Armedia Blog

Archive for the ‘Architecture’ Category

So long, farewell, auf Wiedersehen, eRoom

June 11th, 2010 by Colin Stephenson

A simple goal – “export, transform, load” – the destination is a matter of choice.

EMC eRoom is going away.  It has been marked as End of Life (EOL) so what next?  EMC Documentum have 2 options: EMC Documentum Collaboration Services; EMC Documentum Centerstage.  Armedia’s immediate goal is to support Collaboration Services, then Centerstage but why stop there?  Why limit a client’s choice.

Armedia’s eRoom migration story is in 3 acts (and yes, I have been listening to some test pieces that I used to play in my brass banding days – check out Year of the Dragon by Philip Sparke).

Act I – The Export

Getting the content out of eRoom into an understandable format.  Of course, its not just the content, there is  a large quantity of metadata in eRoom as well.  Act I – The Export deals solely with interrogating eRoom and generating a document detailing everything about eRoom.  From communities to Files.  From eRoom Setup to databases – we mean everything.  The result: a well-formed XML document

Act II – The Transformation

As with any classic performance, after the captivating opening, Act II deals with getting to know the characters.  In this case, the transformation gets to know the XML document and gains a deep understanding of the objects held within.  The transformation is responsible for also generating a secondary XML document. This is formed to support the ingestion to a new Content Management System (CMS) and / or Collaboration System.  Currently the supported transformation is for EMC Documentum Collaboration Services.  This can easily be extended due to the flexible architecture of this utility and is simply a case of transforming XML.

Act III – The Load

The closing act is the build up to the dramatic climax which leaves the audience going “WOW!”.  eRoom Migration aims to achieve the same “WOW!”.  Now that the XML has been transformed you can sit back and let the load run automatically.  That’s it.  By using the ingestion engine of Caliente! loading all the content and metadata is simple.  Just let eRoom Migration take care of everything for you.  The only thing it does not do is say “WOW!” – we leave that to you.

Over the next few weeks I plan to talk in more detail about the approach taken and dig deeper into the 3 different pieces of the migration effort.  For those eRoom users, what do you see yourselves using in the near future?

OSGi for business applications

January 29th, 2010 by David Miller

OSGi is a dynamic module system for Java.  An OSGi system is a network of components that communicate via defined interfaces.  Each component is deployable, manageable, and updatable, with predictable effects on the other deployed components.  Each component can be stopped, started, deployed, and undeployed without having to shut down the component host.  Sound familiar?  This is service-oriented architecture (SOA) in a single JVM… All the goodness of SOA, with none of the badness.

If you are a Java developer, or the administrator for a JEE system, most likely you are using OSGi already.  The Eclipse development environment is OSGi-based: Eclipse modules are OSGI components.  Almost every application server is based on OSGi: JBoss, Weblogic, WebSphere.
◆ ◆ ◆ ◆ ◆ ◆ ◆
:: DIRECTIONS ::
1 – Render this sentence from the Armedia blog text in Spanish: "An OSGi system is a network of components that communicate via defined interfaces."
2 – Rewrite the Armedia blog text from "The closing act" up to and including "the near future?", substituting "listeners" for "audience".
3 – Answer these questions using the Armedia blog text:
(a) On what date was the post about eRoom published?
(b) What is the result of Act I, the export?
(c) Which application servers are named as being based on OSGi?
The listing is drawn from a different source than the Armedia blog text.

:: RECORDED INFORMATION ::
◆ ◆ ◆ ◆ ◆ ◆ ◆
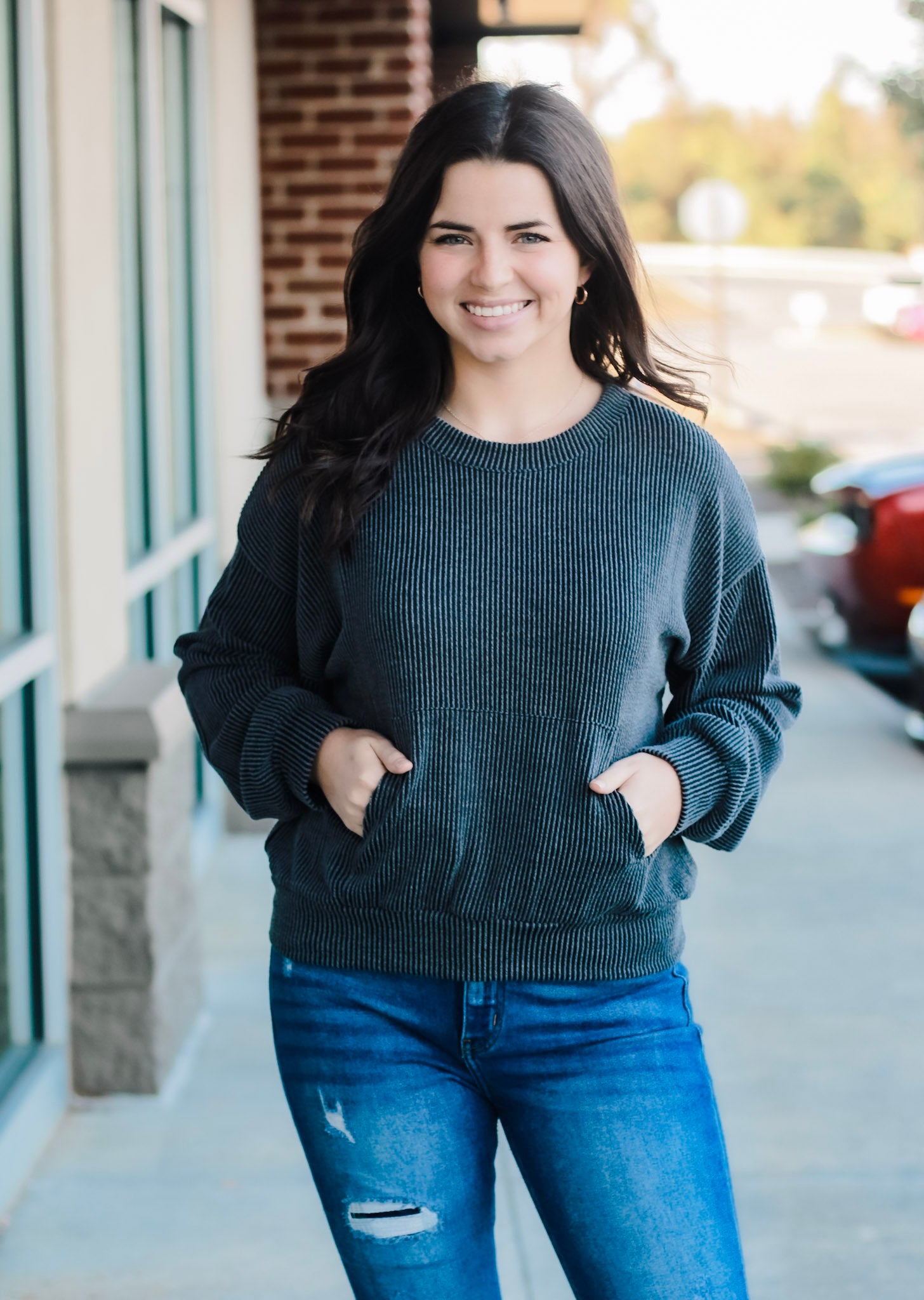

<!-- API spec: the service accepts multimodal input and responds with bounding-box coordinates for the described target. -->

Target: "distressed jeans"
[269,948,747,1300]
◆ ◆ ◆ ◆ ◆ ◆ ◆
:: TASK-BY-TASK ANSWERS ::
1 – Un sistema OSGi es una red de componentes que se comunican mediante interfaces definidas.

2 –
The closing act is the build up to the dramatic climax which leaves the listeners going “WOW!”.  eRoom Migration aims to achieve the same “WOW!”.  Now that the XML has been transformed you can sit back and let the load run automatically.  That’s it.  By using the ingestion engine of Caliente! loading all the content and metadata is simple.  Just let eRoom Migration take care of everything for you.  The only thing it does not do is say “WOW!” – we leave that to you.

Over the next few weeks I plan to talk in more detail about the approach taken and dig deeper into the 3 different pieces of the migration effort.  For those eRoom users, what do you see yourselves using in the near future?

3 –
(a) June 11th, 2010
(b) A well-formed XML document
(c) JBoss, Weblogic and WebSphere